§ Document passage
# Storage Cornbread!



## OldCootHillbilly (Jul 9, 2010)

Took some a our stored corn taday an ground it inta meal then made a pan a cornbread!

Here be our setup:









An the corn meal we made:









An the finished product:









We dry sweetcorn, so this made a nice sweet cornbread! I posted the recipe over on our blogsite.


----------



## BizzyB (Dec 10, 2010)

Yum!! I'll be right over...


(j/k)


----------



## OldCootHillbilly (Jul 9, 2010)

Sorry, to late we done ate the whole thing! A little butter an honey an that pan was clean enough ta hang back up!


----------



## nj_m715 (Oct 31, 2008)

Spill the beans, share the recipe!


----------



## OldCootHillbilly (Jul 9, 2010)

So simple ya won't beleive it:

Storage Cornbread

1 C cornmeal
1 C flour
2 tsp bakin powder
3/4 tsp salt
1 C milk
1/4 C oil

Mix dry stuffs tagether an add in milk an oil, mix well, then put in a greased pan an bake at 350° fer bout 30 minutes just till the center is nice an firm. This can also be done in a dutch oven.

All this stuff should be in yer storage foods. I dry sweetcorn cause it be so versatile, rehydrate fer eatin corn, grind fer meal an such. Dry milk reconstatuted works well to.


----------



## nj_m715 (Oct 31, 2008)

Sounds good, I'll try when we finish off the biscuits we made this weekend. We do them just about the same way with small cast iron pans in the toaster oven. We already have the corn meal because we ground up some corn for grits a few weeks ago. Thanks


----------



## goshengirl (Dec 18, 2010)

LOVE cornbread! Thanks Coot!


----------



## Emerald (Jun 14, 2010)

You grain mill looks just like mine!
One question tho-is that just dried sweet corn that was picked like when you would eat it sweet(aka the native Americans would call it green corn) or was it sweet corn that you let go to seed and then picked like a good dent or flour corn?


----------



## JayJay (Nov 23, 2010)

I make buttermilk cornbread--got my powder buttermilk today...now, to solve the bacon grease problem...hmmmmm


----------



## OldCootHillbilly (Jul 9, 2010)

Emerald said:


> You grain mill looks just like mine!
> One question tho-is that just dried sweet corn that was picked like when you would eat it sweet(aka the native Americans would call it green corn) or was it sweet corn that you let go to seed and then picked like a good dent or flour corn?

§ Data records
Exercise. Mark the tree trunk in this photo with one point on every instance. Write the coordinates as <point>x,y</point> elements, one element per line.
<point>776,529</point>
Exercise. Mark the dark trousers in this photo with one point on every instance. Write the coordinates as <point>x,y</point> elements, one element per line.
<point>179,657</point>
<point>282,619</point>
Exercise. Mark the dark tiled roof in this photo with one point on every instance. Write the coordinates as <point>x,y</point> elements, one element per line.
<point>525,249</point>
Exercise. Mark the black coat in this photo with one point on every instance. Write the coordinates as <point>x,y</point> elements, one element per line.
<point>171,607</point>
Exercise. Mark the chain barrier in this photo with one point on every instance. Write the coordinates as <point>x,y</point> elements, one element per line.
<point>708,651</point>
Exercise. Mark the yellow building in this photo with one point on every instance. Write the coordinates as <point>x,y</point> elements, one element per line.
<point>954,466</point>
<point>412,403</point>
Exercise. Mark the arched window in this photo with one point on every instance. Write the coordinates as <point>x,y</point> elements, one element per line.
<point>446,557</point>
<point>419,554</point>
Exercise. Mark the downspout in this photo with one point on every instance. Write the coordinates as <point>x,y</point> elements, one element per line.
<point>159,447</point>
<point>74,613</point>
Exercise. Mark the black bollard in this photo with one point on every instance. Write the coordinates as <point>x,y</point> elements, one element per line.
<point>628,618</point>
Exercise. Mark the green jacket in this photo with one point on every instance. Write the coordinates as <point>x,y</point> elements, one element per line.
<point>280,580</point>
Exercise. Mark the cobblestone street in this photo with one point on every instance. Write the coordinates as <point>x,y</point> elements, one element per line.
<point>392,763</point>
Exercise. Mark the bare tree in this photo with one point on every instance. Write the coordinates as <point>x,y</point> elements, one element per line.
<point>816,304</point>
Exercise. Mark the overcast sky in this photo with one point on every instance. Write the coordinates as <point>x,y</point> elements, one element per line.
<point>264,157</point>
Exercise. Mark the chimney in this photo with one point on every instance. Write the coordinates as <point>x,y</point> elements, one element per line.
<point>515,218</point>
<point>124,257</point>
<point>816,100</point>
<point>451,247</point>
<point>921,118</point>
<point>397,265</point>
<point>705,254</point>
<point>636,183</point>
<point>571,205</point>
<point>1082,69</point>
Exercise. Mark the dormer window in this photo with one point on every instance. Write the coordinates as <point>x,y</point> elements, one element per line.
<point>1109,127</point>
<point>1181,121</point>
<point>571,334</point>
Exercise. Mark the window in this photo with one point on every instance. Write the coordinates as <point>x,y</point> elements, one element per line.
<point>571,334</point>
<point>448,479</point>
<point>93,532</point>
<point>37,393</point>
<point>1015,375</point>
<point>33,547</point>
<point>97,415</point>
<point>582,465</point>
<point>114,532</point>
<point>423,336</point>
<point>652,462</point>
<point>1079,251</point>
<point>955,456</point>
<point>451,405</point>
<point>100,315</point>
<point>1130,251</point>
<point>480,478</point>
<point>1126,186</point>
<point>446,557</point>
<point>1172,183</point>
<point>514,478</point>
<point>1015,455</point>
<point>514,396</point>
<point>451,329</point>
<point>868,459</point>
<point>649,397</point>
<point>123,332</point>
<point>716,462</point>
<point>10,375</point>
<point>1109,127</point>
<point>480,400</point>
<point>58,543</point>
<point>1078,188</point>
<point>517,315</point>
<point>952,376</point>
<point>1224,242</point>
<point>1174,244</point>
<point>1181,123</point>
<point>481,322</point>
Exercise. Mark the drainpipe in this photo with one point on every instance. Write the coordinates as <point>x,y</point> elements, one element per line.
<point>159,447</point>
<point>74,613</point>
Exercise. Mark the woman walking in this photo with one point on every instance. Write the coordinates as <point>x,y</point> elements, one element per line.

§ Request 1
What are all the ingredients, with their amounts, in the recipe posted in the cornbread thread?
§ Request 2
Could you reproduce the cornbread thread between "Sorry, to late" and "share the recipe!", inclusive, but change "honey" to "molasses"?
The material comes from a separate source.

§ Complete response 1
- 1 C cornmeal
- 1 C flour
- 2 tsp bakin powder
- 3/4 tsp salt
- 1 C milk
- 1/4 C oil

§ Complete response 2
Sorry, to late we done ate the whole thing! A little butter an molasses an that pan was clean enough ta hang back up!


----------



## nj_m715 (Oct 31, 2008)

Spill the beans, share the recipe!